Consigne A:
D'après le message sur les essais en champ, pour quelle raison procède-t-on à des essais en champ après les essais en laboratoire ?
Consigne B:
Poursuivez le message sur les essais en champ à partir de sa dernière phrase, dans le même ton.

Extrait à lire:
---*---
Bonjour le forum,
C'est un fait, nous n'aimons pas les essais en champ.
Mais d'abord, pourquoi en pratique-t-on et peut-on s'en passer ? Il me semble que non, et voici pourquoi.
Pour aborder la question de l'intérêt d'une manipulation génétique, on essaie d'abord de ne pas toucher à tous les paramètres en même temps pour comprendre ce que l'on fait : c'est le principe de base de l'expérimentation. On travaille donc principalement
in vitro, puis on produit des plantes et l'on procède à des essais en chambres climatiques (photopériode, température et humidité contrôlées) puis sous serre quand l'espèce d'intérêt agronomique le permet. Ces étapes ne sont pas médiatisées (d'ailleurs on se demande bien pourquoi elles le seraient), si bien qu'on oublie parfois qu'elles existent et précèdent ce dont on parle beaucoup plus : les essais en champ. Pourquoi pratiquer des essais en champ après les essais en laboratoire ? La réponse est simple : à cause des biais expérimentaux engendrés par les techniques hors champ. Ne nous y trompons pas, ces biais sont nombreux :
- L'efficacité d'un transgène en conditions artificielles, c'est-à-dire principalement sans agents pathogènes et sans stress abiotiques (hydrique, salin, etc.), peut être différente de l'efficacité en champ, où la physiologie des plantes est affectée par une combinaison de stress biotiques (bactéries, insectes, champignons...) et abiotiques difficile voire impossible à reproduire en laboratoire. En d'autres termes, le bénéfice observé en conditions contrôlées n'est peut-être pas aussi évident en champ; à l'extrême, il peut même devenir désavantageux de posséder ledit transgène dans les conditions de culture usuelles (cauchemar des investisseurs).
---*---
Liste de données:

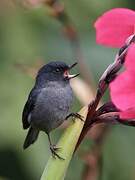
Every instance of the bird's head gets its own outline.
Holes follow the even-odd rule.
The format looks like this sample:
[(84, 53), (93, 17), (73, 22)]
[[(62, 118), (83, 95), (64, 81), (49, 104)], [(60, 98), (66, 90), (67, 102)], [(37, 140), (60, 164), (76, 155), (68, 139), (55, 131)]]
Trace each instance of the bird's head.
[(77, 63), (67, 65), (61, 61), (50, 62), (38, 71), (37, 81), (64, 81), (68, 82), (70, 79), (77, 77), (79, 74), (71, 75), (70, 70), (76, 66)]

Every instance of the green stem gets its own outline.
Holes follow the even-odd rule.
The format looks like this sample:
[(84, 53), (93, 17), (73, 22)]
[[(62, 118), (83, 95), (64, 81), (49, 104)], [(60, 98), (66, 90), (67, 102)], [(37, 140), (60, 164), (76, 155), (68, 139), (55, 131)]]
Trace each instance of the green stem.
[[(82, 108), (79, 112), (79, 114), (84, 117), (84, 120), (86, 119), (87, 113), (88, 107)], [(54, 159), (51, 156), (44, 169), (41, 180), (64, 179), (83, 126), (83, 121), (75, 119), (75, 122), (65, 130), (57, 144), (57, 146), (61, 148), (58, 153), (62, 158), (64, 158), (64, 160), (60, 160), (58, 158)]]

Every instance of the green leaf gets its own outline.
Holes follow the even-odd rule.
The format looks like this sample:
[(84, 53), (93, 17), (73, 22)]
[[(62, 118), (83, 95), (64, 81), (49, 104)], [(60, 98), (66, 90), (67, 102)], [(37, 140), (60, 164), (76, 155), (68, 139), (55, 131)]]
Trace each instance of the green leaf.
[[(87, 106), (82, 108), (79, 112), (79, 114), (83, 116), (84, 120), (86, 119), (87, 113), (88, 113)], [(83, 126), (84, 126), (84, 122), (76, 118), (75, 122), (73, 122), (65, 130), (64, 134), (62, 135), (62, 137), (60, 138), (57, 144), (57, 146), (61, 148), (58, 153), (62, 158), (64, 158), (64, 160), (60, 160), (58, 158), (55, 159), (51, 156), (44, 169), (41, 180), (64, 179)]]

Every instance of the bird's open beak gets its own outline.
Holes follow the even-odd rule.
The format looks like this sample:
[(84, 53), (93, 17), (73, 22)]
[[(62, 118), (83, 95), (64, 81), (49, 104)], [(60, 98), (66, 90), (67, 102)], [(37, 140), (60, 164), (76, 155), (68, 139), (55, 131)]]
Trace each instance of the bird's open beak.
[(67, 79), (73, 79), (73, 78), (79, 76), (79, 73), (78, 73), (78, 74), (69, 74), (69, 71), (70, 71), (74, 66), (76, 66), (76, 65), (77, 65), (77, 62), (74, 63), (74, 64), (72, 64), (71, 66), (69, 66), (68, 70), (66, 70), (66, 71), (64, 72), (64, 77), (65, 77), (65, 78), (67, 78)]

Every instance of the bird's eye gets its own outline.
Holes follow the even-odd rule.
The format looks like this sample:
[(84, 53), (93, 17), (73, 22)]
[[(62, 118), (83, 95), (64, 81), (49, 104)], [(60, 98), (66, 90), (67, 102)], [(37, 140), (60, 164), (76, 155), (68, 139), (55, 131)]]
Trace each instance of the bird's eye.
[(59, 69), (59, 68), (57, 68), (55, 71), (56, 71), (56, 72), (60, 72), (60, 69)]

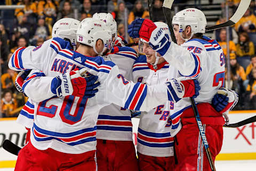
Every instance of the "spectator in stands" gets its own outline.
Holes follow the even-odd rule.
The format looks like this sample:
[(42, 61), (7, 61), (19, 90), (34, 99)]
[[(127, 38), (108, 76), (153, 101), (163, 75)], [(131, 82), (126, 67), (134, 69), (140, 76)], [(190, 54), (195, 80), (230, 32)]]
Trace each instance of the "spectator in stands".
---*---
Résultat attendu A:
À cause des biais expérimentaux engendrés par les techniques hors champ.

Résultat attendu B:
- L'effet du transgène sur sa population cible d'agents pathogènes peut être altéré par les conditions du champ. Entre autres choses, la dynamique des populations sur le terrain peut être bien plus complexe qu'en laboratoire (échanges entre populations, migration, existence d'autres pressions de sélection). De plus, le développement des résistances et l'apparition de résistances croisées est difficile à évaluer hors champ. Plus intéressant, seules les expériences en champ permettent de confirmer la toxicité éventuelle sur les pollinisateurs de toutes sortes, la microfaune du sol, etc., qui est au mieux soupçonnée par les travaux en laboratoire.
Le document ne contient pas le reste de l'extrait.